## TEXT BLOCK
# I tickled the Beauty!



## coffeejo (22 Apr 2013)

Sunday, the long-awaited day of the 2013 Exmoor Beauty sportive, dawned cold and bright, the early sunlight revealing the crispness of a mild frost and promising a chilly wait at the start line. Mind you, since the start/finish was also the lowest point of the course, I didn't imagine I would be cold for long!







We got to Tiverton at about quarter past seven, with plenty of time to grab some coffee, get the bikes ready and line up at the start for the second wave, setting off at five past eight. A combination of nerves, adrenalin and excitement meant I failed to take any photos, but it was pretty amazing. Thousands upon thousands of pounds worth of bikes and gadgets.

We had to stop within a mile as my friend's saddle didn't feel right, and it was a relief to discover that everyone who went past asked if we were ok. 

Back on our bikes, we settled into a rhythm. S is much better on the hills (up and down) than I am, but I tend to go faster on the "flat", and the first few miles saw us establish the pattern for the day, leap-frogging one another but then waiting and riding together for a chat before the contours split us up again.

The forecast for the day wasn't particularly promising but the early sunshine was wonderfully warm and it was great riding amongst so many people all smiling at the same thing - being out on our bikes with the sun on our backs.






Those smiles waxed and waned with the landscape, which gave us a real mix of steep climbs and fast descents. I hit 35mph quite early on, but also got off and walked if the climbs were too much. We'd long since agreed to just enjoy the day and I couldn't see any point in pushing too hard in the morning and then having to be towed home at the end, my legs nothing more than a mushy heap of chewed up string.

Depending on your perspective, the first real challenge came at mile #18, a particularly brutal climb out of the village of Brompton Regis. S and I stopped for a break and enjoyed watching the same expression appear on everyone's face as they came round the bend and saw what lay ahead. Well, above...






Look closely and you'll see why!

The calibre of the riders who made it to the top was amazing and I swear the biggest sprocket on one guy's rear cassette had no more than 23 teeth, if that.  Us mere mortals chatted and laughed as we walked to the top, cheering on the others and all agreeing that we would have put in the effort but [insert comic reason here].






The route then took us onto home turf for me - the ridge along the top of the Brendon Hills. It's always cloudy when I go up there, and today was no different.






Still, if that looked bad, the views from Dunkery Beacon (highest point on Exmoor) looked as though they would be even worse.

## LISTING

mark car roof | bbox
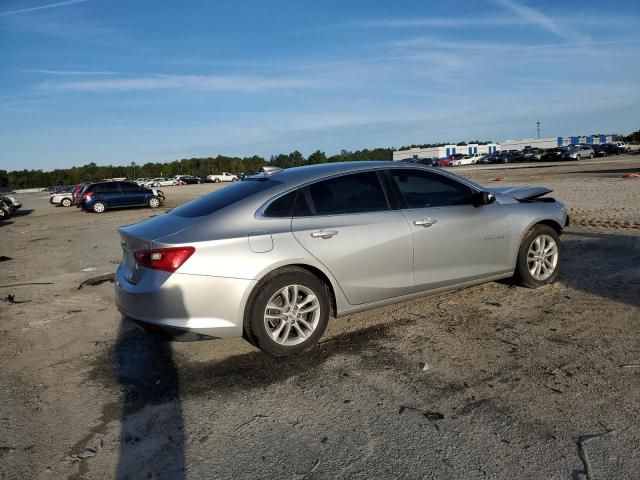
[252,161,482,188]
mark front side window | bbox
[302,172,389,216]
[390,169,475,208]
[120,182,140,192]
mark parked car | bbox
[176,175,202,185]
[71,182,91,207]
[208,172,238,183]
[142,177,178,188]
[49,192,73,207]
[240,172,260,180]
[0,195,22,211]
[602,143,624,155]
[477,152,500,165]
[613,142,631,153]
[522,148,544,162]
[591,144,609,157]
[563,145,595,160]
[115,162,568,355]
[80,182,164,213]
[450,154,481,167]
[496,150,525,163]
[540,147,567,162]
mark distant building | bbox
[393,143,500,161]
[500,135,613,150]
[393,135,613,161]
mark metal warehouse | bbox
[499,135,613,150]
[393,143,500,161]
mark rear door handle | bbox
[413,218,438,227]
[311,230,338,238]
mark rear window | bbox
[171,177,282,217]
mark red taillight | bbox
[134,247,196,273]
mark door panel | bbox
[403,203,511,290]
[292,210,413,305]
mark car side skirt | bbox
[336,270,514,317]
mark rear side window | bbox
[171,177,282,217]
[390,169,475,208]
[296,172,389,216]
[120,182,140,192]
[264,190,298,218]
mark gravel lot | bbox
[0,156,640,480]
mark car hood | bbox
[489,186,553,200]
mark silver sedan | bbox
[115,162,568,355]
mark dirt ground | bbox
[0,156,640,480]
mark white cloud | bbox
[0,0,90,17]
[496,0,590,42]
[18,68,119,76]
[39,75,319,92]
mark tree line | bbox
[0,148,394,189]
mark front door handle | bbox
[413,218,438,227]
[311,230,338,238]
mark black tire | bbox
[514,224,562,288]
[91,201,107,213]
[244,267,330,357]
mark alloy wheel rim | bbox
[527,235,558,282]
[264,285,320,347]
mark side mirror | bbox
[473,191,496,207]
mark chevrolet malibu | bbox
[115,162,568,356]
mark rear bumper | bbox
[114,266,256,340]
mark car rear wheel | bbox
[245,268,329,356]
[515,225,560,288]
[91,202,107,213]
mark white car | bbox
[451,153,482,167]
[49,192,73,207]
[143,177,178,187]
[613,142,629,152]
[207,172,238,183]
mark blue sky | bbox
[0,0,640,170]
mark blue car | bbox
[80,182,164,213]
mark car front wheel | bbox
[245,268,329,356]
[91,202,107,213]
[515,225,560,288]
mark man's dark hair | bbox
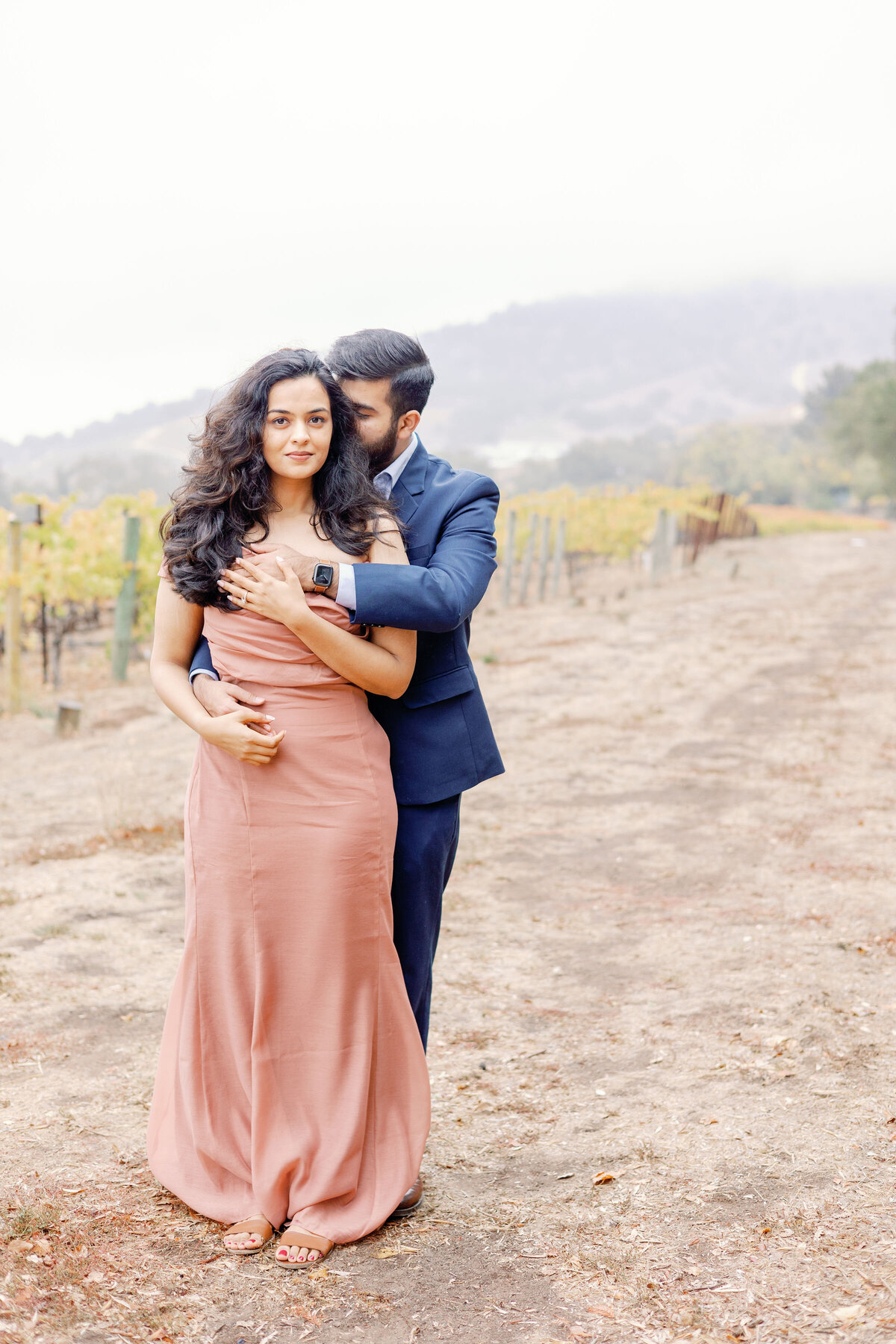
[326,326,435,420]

## DIRECTIONS
a. In the Exmoor Beauty ride report, do these statements agree with the text? Answer yes or no for each, quoting the deciding words. (i) The start/finish was the lowest point of the course. (ii) The writer took plenty of photos at the start line. (iii) The writer is better than S on the hills.
b. Continue the Exmoor Beauty ride report from the point where it stops.

## TASK RESULTS
a.
(i) Yes: "since the start/finish was also the lowest point of the course"
(ii) No: "I failed to take any photos"
(iii) No: "S is much better on the hills (up and down) than I am"

b.
There wasn't long to go until the feed station but having climbed up to 1300 feet, we had to drop back down to the Exe Valley before pleasures such as a hot drink and loo paper were ours. Like I said, S is better on the hills than me, and she's a rocket going down. Like me, she knows these roads really well (better, actually, her mother lives here and she's been driving, cycling, riding and walking these hills for years) and shot off like a bullet. My jaw hit the ground as she vanished at 44mph and I was so busy keeping it out of my spokes that I could only managed 38, my top speed for the day.






Instead of queuing for the portaloos, we went to her mother's house, not far from the feed station, and had ourselves a decent break, finishing off our sandwiches and enjoying fresh tea and coffee and a superb home made cake. 

By the time we emerged, almost everyone else had been and gone, the villagers reeling from the lycra-clad tornado that had just blasted through their beautiful home.

The cake was much-appreciated as we climbed out of the village (I had to stop half way up as I'd forgotten to do up my saddle bag and was about the lose the lot) and made our way to the highest point of the route - the open moorland of Withypool Common.











It also started raining. "Typical Exmoor, really" was S's wry comment as we admitted defeat and swapped our soggy windproof jackets for waterproofs.

The timing wasn't helpful, as we were about to descend off Exmoor back into the Exe Valley, cycling down one of the worst possible roads. This was my only real complaint of the day. I obviously prefer fast descents on smooth, wide roads, but appreciate the technical skills required to come down narrow, twisty lanes. However, this lane wasn't just pot-holed, the surface was actually damaged. The middle was either grass (horribly greasy after the rain) or thick gravel, with long stretches of stones and small rocks. I've ridden smoother trails off-roading. 

Still, on the plus side the rain eased off once we were down and all that was left was an eighteen mile stretch along fast, though quiet, roads back to Tiverton. Actually, I do have another niggle with the day: feed stations. There was only the one, and water was an issue. They were giving away bottles at the finish - I really could have done with some to top up my bottle on that last leg, which actually a third of the distance!

Anyway, having paced myself and saved my legs, I had a great ride back to the finish, cruising along at 17mph, overtaking quite a few tired cyclists and, once I'd made it back to Tiverton, being grateful yet again for our extended lunch break as most people had long since gone home by this point, meaning that the queues for the toilets and coffee were mercifully short!



​My first sportive and, I think, the most amount of climbing I've done on one ride:​
Distance: 60.36 miles
Total ascent: 5746 feet
Top speed: 38.4 mph
Average speed: 11 mph
Time in the saddle: 05:28:12
Time taken: 07:05:11






What's next? My first audax next weekend (The Merry Monk, from High Ham to Sherborne) and a return to Withypool Common at some point later this spring or summer, when the sun is shining.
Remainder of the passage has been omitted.